Rewrite the items from their first line through the line containing "positive clicks: (380, 209) (371, 315)", changing every "rough mask" to "coarse mask" and leaving everything else as it is. Give only those lines.

══════

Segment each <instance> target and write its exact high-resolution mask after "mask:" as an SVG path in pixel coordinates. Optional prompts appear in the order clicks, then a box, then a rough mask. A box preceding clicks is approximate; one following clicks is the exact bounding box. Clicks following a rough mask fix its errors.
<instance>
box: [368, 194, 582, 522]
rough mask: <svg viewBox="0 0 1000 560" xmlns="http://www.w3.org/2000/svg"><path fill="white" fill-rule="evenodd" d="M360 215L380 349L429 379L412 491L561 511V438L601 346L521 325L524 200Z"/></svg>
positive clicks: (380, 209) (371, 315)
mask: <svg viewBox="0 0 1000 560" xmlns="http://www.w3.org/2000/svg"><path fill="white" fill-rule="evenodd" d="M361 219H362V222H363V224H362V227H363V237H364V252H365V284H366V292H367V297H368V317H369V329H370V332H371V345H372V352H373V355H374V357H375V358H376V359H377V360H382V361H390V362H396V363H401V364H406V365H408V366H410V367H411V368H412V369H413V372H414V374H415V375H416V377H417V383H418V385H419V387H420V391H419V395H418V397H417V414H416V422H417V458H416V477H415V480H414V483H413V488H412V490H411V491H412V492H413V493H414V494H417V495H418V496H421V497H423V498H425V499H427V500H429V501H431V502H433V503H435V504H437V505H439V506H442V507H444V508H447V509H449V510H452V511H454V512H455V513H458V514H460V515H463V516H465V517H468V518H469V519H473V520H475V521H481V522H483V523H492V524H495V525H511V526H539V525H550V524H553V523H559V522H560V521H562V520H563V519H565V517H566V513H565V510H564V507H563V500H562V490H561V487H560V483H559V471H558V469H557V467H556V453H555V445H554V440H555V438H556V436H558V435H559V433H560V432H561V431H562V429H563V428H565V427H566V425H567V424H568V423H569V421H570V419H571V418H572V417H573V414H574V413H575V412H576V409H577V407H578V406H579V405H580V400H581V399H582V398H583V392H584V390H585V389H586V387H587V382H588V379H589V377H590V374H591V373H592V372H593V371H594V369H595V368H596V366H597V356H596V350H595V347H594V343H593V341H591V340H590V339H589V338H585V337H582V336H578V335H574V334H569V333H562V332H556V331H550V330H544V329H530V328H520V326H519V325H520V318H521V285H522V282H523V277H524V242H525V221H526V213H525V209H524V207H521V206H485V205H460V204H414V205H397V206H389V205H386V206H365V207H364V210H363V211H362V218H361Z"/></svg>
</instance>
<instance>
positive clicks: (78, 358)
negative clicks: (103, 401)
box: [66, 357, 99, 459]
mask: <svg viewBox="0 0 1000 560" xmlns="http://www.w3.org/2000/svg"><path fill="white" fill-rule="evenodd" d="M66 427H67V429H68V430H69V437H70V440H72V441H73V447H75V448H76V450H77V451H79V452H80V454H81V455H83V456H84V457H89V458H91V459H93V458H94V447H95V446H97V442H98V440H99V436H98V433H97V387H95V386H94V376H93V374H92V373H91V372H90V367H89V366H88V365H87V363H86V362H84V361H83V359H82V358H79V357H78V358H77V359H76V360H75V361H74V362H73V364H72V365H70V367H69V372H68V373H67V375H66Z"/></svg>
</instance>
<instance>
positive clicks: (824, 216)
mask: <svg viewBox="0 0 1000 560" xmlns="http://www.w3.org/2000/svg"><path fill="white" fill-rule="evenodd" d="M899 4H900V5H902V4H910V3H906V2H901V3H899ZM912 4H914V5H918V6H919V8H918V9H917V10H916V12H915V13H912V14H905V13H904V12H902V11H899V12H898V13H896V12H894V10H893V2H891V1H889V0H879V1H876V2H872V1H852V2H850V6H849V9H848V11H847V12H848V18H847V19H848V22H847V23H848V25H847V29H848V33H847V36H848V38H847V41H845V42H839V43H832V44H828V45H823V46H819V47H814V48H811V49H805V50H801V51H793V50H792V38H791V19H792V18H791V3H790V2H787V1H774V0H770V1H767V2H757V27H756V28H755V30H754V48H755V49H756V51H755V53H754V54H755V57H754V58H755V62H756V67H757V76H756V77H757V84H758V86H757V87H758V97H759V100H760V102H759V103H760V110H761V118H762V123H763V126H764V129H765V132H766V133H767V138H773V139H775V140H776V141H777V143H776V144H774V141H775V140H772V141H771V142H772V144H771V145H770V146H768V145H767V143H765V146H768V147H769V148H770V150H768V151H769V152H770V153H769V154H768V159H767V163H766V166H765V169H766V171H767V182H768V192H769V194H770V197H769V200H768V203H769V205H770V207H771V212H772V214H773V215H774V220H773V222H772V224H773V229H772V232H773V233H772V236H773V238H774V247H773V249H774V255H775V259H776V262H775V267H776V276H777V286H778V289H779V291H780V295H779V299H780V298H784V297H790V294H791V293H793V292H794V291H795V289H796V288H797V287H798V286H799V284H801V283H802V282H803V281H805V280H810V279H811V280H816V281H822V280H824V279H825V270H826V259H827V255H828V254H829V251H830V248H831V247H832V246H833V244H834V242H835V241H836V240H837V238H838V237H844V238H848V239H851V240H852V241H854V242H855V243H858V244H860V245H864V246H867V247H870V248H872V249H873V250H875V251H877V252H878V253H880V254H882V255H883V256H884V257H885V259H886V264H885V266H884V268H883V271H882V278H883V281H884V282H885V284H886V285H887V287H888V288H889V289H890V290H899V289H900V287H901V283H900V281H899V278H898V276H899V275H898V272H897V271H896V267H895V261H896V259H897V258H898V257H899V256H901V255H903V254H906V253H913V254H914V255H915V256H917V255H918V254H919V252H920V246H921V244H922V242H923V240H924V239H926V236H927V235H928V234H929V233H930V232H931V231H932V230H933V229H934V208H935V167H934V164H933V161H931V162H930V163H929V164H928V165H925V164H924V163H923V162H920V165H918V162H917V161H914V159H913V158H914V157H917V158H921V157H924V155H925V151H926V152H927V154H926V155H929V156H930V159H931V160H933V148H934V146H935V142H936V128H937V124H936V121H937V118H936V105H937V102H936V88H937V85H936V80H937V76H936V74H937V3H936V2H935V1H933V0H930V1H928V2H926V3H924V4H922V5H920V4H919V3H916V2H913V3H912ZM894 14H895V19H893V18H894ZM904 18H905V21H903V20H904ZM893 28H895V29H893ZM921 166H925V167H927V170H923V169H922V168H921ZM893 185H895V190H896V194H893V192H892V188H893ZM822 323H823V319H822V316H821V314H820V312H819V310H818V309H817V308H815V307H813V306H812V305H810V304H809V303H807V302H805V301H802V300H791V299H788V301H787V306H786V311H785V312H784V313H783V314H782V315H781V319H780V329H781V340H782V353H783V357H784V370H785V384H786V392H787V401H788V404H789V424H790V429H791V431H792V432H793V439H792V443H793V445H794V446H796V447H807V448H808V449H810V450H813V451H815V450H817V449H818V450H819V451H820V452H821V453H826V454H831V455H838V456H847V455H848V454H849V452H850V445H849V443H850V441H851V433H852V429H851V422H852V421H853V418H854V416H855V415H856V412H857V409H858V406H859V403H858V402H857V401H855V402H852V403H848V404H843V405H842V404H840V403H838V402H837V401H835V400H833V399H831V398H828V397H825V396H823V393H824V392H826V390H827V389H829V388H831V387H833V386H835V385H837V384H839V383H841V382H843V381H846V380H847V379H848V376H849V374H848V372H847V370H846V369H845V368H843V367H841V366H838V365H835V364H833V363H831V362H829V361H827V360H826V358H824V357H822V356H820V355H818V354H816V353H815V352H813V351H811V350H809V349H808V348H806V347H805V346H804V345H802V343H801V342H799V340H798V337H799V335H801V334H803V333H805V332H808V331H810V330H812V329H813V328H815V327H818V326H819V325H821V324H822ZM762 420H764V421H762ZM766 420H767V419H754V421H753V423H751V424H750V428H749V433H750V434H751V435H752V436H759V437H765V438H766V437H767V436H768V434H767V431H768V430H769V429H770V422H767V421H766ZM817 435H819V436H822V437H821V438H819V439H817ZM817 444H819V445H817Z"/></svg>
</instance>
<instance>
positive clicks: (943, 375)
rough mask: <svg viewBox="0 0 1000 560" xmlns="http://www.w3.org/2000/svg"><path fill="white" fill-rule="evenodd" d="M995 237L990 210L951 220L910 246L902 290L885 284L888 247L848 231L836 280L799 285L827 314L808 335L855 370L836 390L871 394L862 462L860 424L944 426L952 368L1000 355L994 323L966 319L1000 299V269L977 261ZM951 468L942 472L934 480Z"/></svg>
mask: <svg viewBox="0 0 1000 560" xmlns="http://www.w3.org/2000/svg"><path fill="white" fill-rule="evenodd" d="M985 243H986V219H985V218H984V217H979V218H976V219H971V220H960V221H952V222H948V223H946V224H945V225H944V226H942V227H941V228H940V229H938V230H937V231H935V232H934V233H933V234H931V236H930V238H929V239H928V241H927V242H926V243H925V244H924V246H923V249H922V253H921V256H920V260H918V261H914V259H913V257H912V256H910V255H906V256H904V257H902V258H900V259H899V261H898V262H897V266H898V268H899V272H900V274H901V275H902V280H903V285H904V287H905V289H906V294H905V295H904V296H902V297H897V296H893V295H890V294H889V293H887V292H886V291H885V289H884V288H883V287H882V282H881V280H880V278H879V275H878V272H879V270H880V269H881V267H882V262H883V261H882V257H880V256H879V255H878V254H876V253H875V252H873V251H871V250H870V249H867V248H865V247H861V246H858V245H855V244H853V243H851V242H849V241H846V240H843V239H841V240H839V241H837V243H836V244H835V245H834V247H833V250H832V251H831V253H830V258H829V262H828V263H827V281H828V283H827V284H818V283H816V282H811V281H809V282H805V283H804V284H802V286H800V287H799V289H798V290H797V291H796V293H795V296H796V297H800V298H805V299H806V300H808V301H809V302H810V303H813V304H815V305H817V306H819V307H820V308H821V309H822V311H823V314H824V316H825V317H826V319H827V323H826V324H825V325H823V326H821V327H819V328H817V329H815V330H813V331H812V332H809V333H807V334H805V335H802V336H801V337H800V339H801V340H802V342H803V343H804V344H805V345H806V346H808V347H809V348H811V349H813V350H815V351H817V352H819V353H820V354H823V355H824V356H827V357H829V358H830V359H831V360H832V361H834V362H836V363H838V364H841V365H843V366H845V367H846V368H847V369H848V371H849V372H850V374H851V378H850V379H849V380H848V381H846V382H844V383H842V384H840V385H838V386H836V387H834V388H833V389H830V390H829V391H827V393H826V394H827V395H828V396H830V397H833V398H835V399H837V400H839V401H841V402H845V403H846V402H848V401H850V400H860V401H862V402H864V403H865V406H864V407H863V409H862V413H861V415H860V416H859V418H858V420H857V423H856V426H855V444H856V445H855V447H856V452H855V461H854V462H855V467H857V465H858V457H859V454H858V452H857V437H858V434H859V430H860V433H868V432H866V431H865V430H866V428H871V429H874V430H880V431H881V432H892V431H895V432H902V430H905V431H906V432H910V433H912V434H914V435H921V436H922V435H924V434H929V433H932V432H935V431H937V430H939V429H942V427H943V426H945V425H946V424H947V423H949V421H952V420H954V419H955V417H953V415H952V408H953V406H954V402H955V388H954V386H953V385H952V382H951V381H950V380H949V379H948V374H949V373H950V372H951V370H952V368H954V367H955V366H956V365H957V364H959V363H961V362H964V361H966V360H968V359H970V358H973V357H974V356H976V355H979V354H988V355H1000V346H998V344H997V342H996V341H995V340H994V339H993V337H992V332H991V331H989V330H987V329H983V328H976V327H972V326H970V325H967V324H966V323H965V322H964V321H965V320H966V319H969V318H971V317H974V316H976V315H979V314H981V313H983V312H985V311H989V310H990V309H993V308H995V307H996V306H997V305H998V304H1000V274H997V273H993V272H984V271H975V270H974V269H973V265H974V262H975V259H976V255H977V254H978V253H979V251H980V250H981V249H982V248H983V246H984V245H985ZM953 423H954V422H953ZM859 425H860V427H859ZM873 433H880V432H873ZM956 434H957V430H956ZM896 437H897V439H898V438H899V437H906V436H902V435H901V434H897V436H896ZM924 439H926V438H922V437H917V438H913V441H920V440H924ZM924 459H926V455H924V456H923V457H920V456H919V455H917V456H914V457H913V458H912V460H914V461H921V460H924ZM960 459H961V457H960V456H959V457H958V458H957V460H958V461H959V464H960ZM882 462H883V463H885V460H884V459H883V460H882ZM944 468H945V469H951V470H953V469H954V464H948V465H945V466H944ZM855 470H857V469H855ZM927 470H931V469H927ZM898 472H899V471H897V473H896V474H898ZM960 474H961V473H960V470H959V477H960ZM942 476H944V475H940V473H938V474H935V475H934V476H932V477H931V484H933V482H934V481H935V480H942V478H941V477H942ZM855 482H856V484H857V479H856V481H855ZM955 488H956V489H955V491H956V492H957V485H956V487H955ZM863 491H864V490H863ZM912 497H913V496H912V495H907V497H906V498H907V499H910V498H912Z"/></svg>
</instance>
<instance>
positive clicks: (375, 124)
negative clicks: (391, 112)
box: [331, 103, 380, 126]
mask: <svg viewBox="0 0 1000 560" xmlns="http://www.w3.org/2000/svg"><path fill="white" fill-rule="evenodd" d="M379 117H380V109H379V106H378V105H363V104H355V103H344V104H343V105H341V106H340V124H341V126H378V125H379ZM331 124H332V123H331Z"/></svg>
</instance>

══════

**RESPONSE**
Segment each <instance> target and write its exact high-resolution mask after "mask:" as an SVG path in pixel coordinates. Optional prompts appear in the order clicks, then a box, then a coarse mask. A box preceding clicks is approximate; one following clicks is the exact bounding box. Clicks following a coarse mask fix its errors.
<instance>
box: [368, 194, 582, 522]
coarse mask: <svg viewBox="0 0 1000 560" xmlns="http://www.w3.org/2000/svg"><path fill="white" fill-rule="evenodd" d="M360 215L380 349L429 379L412 491L561 511V438L601 346L521 325L524 200Z"/></svg>
positive clicks: (380, 209) (371, 315)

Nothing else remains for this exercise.